Entries from a dataset
============

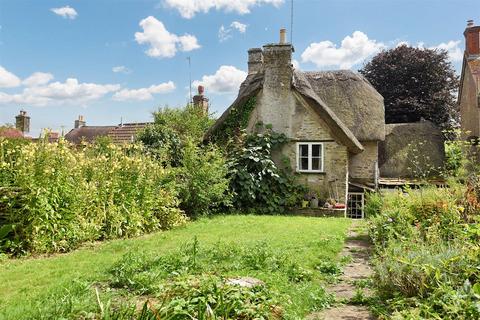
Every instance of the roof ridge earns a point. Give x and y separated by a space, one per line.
304 88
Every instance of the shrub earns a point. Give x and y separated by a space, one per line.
201 179
172 130
259 185
427 253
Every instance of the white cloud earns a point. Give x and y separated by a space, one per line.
241 27
66 12
227 79
455 54
38 79
58 93
144 93
189 8
353 50
226 33
163 44
121 69
188 42
8 79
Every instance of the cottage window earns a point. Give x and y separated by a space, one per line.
310 157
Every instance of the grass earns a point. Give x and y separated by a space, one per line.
227 246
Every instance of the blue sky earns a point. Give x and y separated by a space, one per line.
109 60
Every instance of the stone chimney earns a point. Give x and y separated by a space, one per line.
255 60
472 40
200 101
22 122
80 122
277 63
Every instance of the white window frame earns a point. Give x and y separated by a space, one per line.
322 157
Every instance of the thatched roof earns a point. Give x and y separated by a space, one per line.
249 88
418 146
126 133
303 86
353 99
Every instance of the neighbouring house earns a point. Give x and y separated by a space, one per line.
334 120
123 133
469 91
10 133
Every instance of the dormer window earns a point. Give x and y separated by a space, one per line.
310 157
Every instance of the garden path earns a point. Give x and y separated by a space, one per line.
357 247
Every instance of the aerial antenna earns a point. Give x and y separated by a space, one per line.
291 22
190 78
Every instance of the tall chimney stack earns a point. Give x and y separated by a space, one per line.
277 64
472 40
80 122
200 102
22 122
255 60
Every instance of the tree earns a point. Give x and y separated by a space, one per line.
415 83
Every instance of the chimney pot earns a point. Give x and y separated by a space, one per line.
80 122
283 36
472 40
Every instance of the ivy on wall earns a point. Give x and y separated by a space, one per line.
235 123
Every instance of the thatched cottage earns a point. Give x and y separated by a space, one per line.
335 121
469 92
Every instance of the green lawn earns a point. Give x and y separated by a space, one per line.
227 246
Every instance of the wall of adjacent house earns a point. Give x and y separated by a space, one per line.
333 182
362 166
470 120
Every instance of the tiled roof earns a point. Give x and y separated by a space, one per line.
87 133
10 133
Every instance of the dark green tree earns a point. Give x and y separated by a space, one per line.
416 84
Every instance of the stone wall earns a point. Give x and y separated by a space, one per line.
362 166
277 106
331 183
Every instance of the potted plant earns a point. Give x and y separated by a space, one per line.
305 200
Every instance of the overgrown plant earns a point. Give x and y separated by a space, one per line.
54 197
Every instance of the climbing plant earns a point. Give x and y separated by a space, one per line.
258 183
236 121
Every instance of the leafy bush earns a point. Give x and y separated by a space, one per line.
259 185
55 197
172 130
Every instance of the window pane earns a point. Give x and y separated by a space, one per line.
303 163
304 150
315 163
315 150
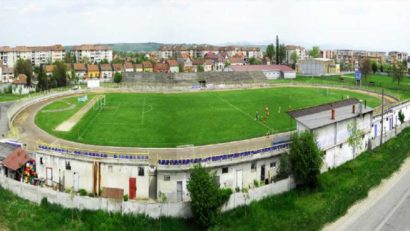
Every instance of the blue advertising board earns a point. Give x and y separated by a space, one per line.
358 75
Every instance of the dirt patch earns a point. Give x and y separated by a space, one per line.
67 125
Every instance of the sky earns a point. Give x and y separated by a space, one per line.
345 24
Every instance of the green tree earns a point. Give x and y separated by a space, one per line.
117 77
365 67
24 67
305 159
294 57
374 67
206 196
60 74
315 52
270 51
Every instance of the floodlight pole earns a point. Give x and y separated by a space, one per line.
382 121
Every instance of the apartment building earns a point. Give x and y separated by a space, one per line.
36 54
92 53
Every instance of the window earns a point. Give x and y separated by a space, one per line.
140 171
253 166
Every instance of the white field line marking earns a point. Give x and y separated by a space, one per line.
246 114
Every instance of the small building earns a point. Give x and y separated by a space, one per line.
161 67
147 66
173 65
93 71
317 67
139 68
106 71
129 67
80 70
21 87
332 124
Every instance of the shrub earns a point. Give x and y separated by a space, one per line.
82 192
305 159
206 196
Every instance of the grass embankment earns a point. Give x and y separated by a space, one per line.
169 120
294 210
401 91
341 188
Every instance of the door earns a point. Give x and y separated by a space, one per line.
133 188
76 181
179 191
49 176
239 180
262 172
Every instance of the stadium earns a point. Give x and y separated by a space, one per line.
142 137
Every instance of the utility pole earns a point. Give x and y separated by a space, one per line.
382 121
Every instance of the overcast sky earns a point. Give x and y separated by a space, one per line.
344 24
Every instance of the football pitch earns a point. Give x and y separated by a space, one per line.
170 120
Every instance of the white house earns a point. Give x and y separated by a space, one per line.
332 124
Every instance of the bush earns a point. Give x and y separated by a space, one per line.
82 192
305 159
206 196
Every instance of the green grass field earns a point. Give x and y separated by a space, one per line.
169 120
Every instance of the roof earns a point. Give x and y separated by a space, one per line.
21 79
172 62
115 193
147 64
282 68
319 116
16 159
92 67
49 68
79 67
161 67
106 67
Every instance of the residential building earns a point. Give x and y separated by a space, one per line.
332 125
106 72
36 54
270 71
300 52
173 65
147 66
317 67
129 67
93 71
161 67
92 53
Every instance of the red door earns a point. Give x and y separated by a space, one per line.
133 188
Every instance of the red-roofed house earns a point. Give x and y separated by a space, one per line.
270 71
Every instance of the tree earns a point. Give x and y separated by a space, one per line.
374 67
355 137
315 52
206 196
282 53
277 49
270 51
305 159
60 74
24 67
365 67
294 57
117 77
401 117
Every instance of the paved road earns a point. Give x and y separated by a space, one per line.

============

▶ [Stated problem]:
Copy each line exactly, from the line containing "Every instance of the white house" down to the last line of the material, and no other lines.

▶ [Task answer]:
Every instance of the white house earns a point. Give x and y separated by a space, one per line.
332 124
Every instance of the bush earns a point. Give x and y separated by a space, one per line.
82 192
305 159
206 196
Every instance of the green grass field earns a point. Give x and y separated by a space, one per line.
169 120
Every instance of the roof earns a point. Give x and y separated by a space, one per line.
21 79
172 62
115 193
147 64
282 68
319 116
16 159
92 67
49 68
79 67
161 67
106 67
Every instance of the residential building earns a point. Give x and y separated by a space, one per line.
332 125
106 72
36 54
270 71
300 52
173 65
147 66
317 67
129 67
93 71
161 67
92 53
Every instance of the red door earns a point. Give x and y separated by a space, one per line.
133 188
Every instance of the red-roofed house earns a point. Give x and y separated by a space, one per line.
270 71
Every instance of the tree earns a point. Give x and y separated by a space, one per line.
374 67
355 137
315 52
206 196
282 53
277 49
270 51
305 159
60 74
24 67
365 67
294 57
117 77
401 117
Every instance of the paved road earns a point. Give x and y separated by a space, one per line.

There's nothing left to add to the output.